* TASK REQUIREMENTS *
- 1) For each statement (a), (b), (c), say yes or no according to the Find Unique text, and quote the words of the text that decide it.
(a) findUnique.py is worth 50 points.
(b) The output must be sorted by sequence length.
(c) Mitochondrial tRNA account for over 50% of the mitochondrial coding space.
- 2) Answer these questions from the Find Unique text:
(a) How many points is the notebook with inspection materials and results worth?
(b) Where must the input come from?
(c) How many mt.tRNA are searched for unique subsequences?
- 3) Reproduce the passage of the Find Unique text that begins at the words "- required input"; stop after "to assess abundance.".

* TEXT BLOCK *
# # # #
# Find Unique
 - Deliverables:
     - findUnique.py - 50 points ( We will test this code)
     - Notebook with Inspection materials and Results ( 5 pts )
     - required input from STDIN
     - required output to STDOUT
     - output must be sorted by tRNA header

## Sets and tRNA

Mitochondrial tRNA are encoded in the mitochondrial genome and account for ~10% of the coding space, yet over 50% of mitochondrial genomic disease have their origin in this molecule. These molecules are transcribed, processed, modified, and ultimately folded to produce these mature adapters between the mitochondrial transcription and translation processes. Defects in mt.tRNA maturation reflect additional disease states .. if only we could identify those mutations. We are working on such a device, though we first need to use it to identify abundance of these molecules in a mixed population. Are there any unique subsequences among the 22 mt.tRNA that can be used as "tags"? If so, we can count those tags to assess abundance.
# # # #
* PROVIDED DATA *
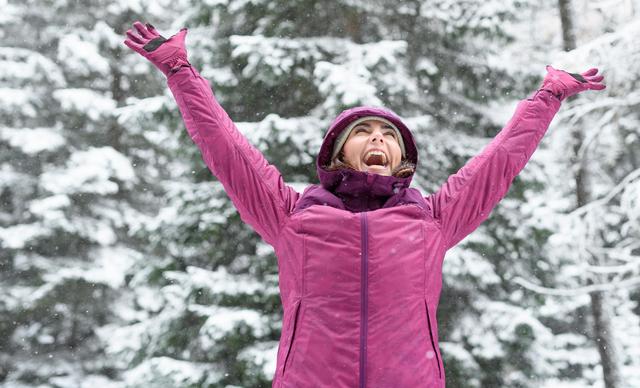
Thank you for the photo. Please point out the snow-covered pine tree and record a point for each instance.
(75, 185)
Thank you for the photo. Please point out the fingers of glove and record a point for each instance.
(590, 72)
(133, 46)
(134, 38)
(152, 29)
(142, 30)
(596, 78)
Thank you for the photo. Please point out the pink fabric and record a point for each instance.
(360, 290)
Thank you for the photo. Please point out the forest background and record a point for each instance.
(124, 264)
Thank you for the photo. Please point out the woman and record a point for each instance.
(360, 254)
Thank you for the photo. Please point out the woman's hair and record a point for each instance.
(403, 170)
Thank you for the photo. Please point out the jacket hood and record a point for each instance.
(331, 179)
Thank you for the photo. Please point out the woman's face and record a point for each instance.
(372, 146)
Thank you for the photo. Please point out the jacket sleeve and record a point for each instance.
(467, 198)
(255, 187)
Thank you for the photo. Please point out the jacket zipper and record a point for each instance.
(363, 299)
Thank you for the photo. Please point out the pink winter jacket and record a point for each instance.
(359, 279)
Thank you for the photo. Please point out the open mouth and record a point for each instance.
(376, 158)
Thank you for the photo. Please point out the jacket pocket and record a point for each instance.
(291, 338)
(432, 339)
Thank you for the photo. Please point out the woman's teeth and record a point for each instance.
(375, 158)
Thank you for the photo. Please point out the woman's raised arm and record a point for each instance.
(467, 198)
(255, 187)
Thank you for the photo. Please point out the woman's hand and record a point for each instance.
(563, 84)
(166, 54)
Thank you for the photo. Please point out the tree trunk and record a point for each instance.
(566, 20)
(603, 329)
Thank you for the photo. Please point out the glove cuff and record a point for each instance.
(174, 64)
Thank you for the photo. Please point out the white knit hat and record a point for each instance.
(342, 138)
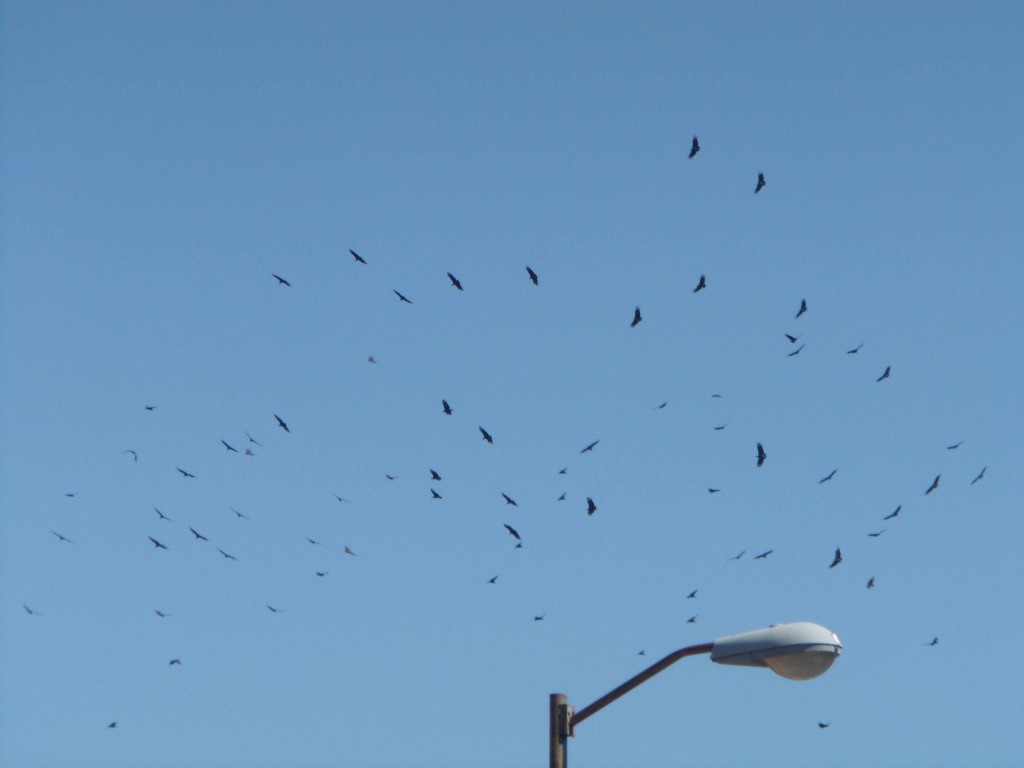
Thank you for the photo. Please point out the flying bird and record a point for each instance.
(837, 559)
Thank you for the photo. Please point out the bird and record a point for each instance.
(837, 559)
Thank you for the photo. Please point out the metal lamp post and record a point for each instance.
(798, 651)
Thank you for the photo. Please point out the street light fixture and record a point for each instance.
(798, 651)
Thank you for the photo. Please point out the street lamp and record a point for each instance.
(799, 651)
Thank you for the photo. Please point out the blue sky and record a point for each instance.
(162, 162)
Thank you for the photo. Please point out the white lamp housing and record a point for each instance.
(799, 651)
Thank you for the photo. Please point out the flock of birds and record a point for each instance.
(759, 459)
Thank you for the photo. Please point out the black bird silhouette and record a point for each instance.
(837, 559)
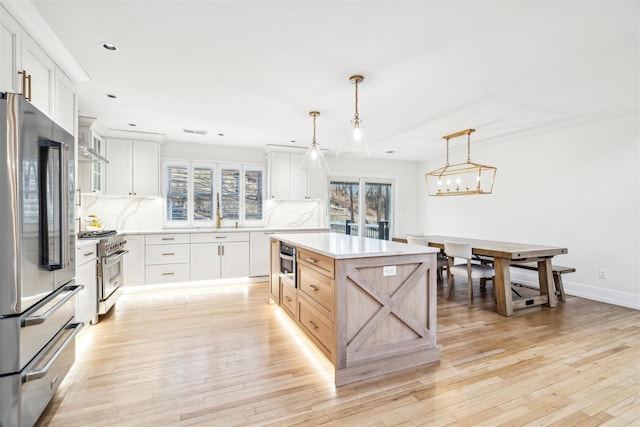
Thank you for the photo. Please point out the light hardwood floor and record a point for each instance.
(221, 356)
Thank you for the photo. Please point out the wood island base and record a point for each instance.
(371, 311)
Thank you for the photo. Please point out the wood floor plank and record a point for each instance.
(219, 355)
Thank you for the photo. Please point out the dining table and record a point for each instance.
(505, 254)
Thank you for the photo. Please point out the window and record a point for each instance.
(346, 196)
(194, 191)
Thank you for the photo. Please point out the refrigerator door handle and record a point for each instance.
(51, 207)
(40, 373)
(37, 320)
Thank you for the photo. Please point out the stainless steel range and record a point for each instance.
(111, 251)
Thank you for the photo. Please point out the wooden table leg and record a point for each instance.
(545, 279)
(502, 286)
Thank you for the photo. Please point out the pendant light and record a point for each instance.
(356, 145)
(313, 158)
(461, 179)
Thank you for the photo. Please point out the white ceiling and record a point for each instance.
(253, 70)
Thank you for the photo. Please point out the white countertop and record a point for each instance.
(225, 230)
(342, 246)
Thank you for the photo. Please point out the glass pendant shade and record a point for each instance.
(356, 145)
(313, 158)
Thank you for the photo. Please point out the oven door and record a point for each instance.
(112, 274)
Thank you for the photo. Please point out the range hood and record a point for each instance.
(88, 154)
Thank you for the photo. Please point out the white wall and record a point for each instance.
(577, 188)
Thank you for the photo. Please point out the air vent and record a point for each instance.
(195, 132)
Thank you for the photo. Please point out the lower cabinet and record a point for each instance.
(167, 258)
(86, 264)
(219, 255)
(134, 261)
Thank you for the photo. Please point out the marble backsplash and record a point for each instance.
(139, 214)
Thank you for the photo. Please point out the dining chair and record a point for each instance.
(441, 258)
(470, 270)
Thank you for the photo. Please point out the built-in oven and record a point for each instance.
(288, 263)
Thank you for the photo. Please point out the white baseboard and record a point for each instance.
(609, 296)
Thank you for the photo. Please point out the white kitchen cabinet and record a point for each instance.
(134, 261)
(41, 70)
(219, 255)
(134, 168)
(26, 68)
(287, 181)
(167, 258)
(86, 265)
(259, 261)
(66, 103)
(11, 48)
(91, 171)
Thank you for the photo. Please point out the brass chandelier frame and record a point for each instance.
(457, 179)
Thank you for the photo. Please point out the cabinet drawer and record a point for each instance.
(316, 326)
(166, 254)
(164, 239)
(289, 298)
(219, 237)
(167, 273)
(321, 262)
(317, 286)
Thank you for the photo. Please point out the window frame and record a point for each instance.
(362, 181)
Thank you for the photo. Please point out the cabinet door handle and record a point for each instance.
(26, 84)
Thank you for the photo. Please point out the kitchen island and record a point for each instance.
(369, 305)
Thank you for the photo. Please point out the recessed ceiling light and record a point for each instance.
(110, 46)
(195, 132)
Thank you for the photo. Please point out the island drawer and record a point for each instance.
(289, 298)
(317, 286)
(316, 326)
(166, 239)
(322, 262)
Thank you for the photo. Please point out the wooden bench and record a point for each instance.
(558, 271)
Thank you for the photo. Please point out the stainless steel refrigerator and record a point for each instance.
(37, 265)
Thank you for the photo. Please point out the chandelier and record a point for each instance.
(461, 178)
(313, 158)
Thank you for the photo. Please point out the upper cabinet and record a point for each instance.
(91, 153)
(287, 181)
(133, 168)
(27, 69)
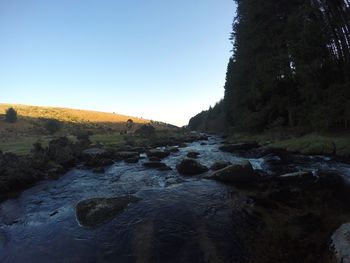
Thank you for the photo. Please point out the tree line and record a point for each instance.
(290, 65)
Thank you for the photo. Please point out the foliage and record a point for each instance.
(11, 115)
(210, 120)
(129, 124)
(290, 67)
(146, 130)
(52, 125)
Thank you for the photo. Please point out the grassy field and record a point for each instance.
(313, 143)
(69, 115)
(19, 137)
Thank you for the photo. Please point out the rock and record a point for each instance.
(241, 172)
(190, 166)
(132, 160)
(156, 165)
(193, 155)
(94, 152)
(341, 243)
(297, 176)
(127, 155)
(158, 153)
(219, 165)
(239, 147)
(96, 211)
(172, 149)
(154, 159)
(98, 162)
(99, 170)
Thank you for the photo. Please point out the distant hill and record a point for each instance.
(31, 120)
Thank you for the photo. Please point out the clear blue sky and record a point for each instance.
(158, 59)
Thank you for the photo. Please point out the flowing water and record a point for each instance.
(179, 219)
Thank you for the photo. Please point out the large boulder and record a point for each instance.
(96, 211)
(158, 153)
(240, 172)
(190, 166)
(341, 243)
(126, 155)
(296, 177)
(239, 147)
(219, 165)
(94, 152)
(156, 165)
(193, 155)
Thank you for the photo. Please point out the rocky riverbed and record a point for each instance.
(182, 204)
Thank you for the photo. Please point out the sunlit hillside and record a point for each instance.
(69, 115)
(31, 121)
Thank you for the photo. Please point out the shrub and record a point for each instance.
(11, 115)
(52, 125)
(129, 124)
(146, 130)
(83, 137)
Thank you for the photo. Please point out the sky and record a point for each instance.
(157, 59)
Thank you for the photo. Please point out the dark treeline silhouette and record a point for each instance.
(290, 65)
(212, 119)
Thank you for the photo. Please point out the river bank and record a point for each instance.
(56, 157)
(337, 144)
(161, 203)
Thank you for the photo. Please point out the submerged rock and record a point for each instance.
(132, 160)
(219, 165)
(172, 149)
(239, 147)
(190, 166)
(94, 152)
(156, 165)
(341, 243)
(158, 153)
(297, 176)
(193, 155)
(127, 155)
(96, 211)
(241, 172)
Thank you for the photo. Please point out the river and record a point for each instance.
(179, 219)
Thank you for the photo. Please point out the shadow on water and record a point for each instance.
(179, 219)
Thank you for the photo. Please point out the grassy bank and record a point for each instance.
(313, 143)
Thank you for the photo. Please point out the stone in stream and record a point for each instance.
(219, 165)
(132, 160)
(158, 153)
(193, 155)
(190, 166)
(156, 165)
(94, 152)
(295, 177)
(239, 147)
(96, 211)
(341, 243)
(172, 149)
(240, 172)
(126, 155)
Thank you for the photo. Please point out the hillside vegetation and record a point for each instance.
(31, 124)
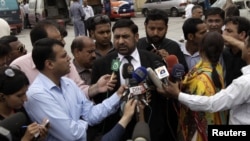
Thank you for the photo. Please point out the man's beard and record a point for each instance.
(156, 40)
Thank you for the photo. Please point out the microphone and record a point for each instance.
(12, 124)
(140, 74)
(153, 77)
(127, 71)
(177, 73)
(161, 71)
(115, 67)
(141, 132)
(171, 61)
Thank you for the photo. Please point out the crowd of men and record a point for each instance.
(82, 96)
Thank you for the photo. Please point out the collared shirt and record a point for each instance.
(191, 60)
(68, 110)
(26, 64)
(88, 10)
(135, 62)
(84, 73)
(235, 97)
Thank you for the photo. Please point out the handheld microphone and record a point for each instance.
# # # #
* SOLVED TASKS *
- 1)
(a) Yes: "findUnique.py - 50 points"
(b) No: "output must be sorted by tRNA header"
(c) No: "account for ~10% of the coding space"

- 2)
(a) 5 points
(b) STDIN
(c) 22

- 3)
- required input from STDIN
     - required output to STDOUT
     - output must be sorted by tRNA header

## Sets and tRNA

Mitochondrial tRNA are encoded in the mitochondrial genome and account for ~10% of the coding space, yet over 50% of mitochondrial genomic disease have their origin in this molecule. These molecules are transcribed, processed, modified, and ultimately folded to produce these mature adapters between the mitochondrial transcription and translation processes. Defects in mt.tRNA maturation reflect additional disease states .. if only we could identify those mutations. We are working on such a device, though we first need to use it to identify abundance of these molecules in a mixed population. Are there any unique subsequences among the 22 mt.tRNA that can be used as "tags"? If so, we can count those tags to assess abundance.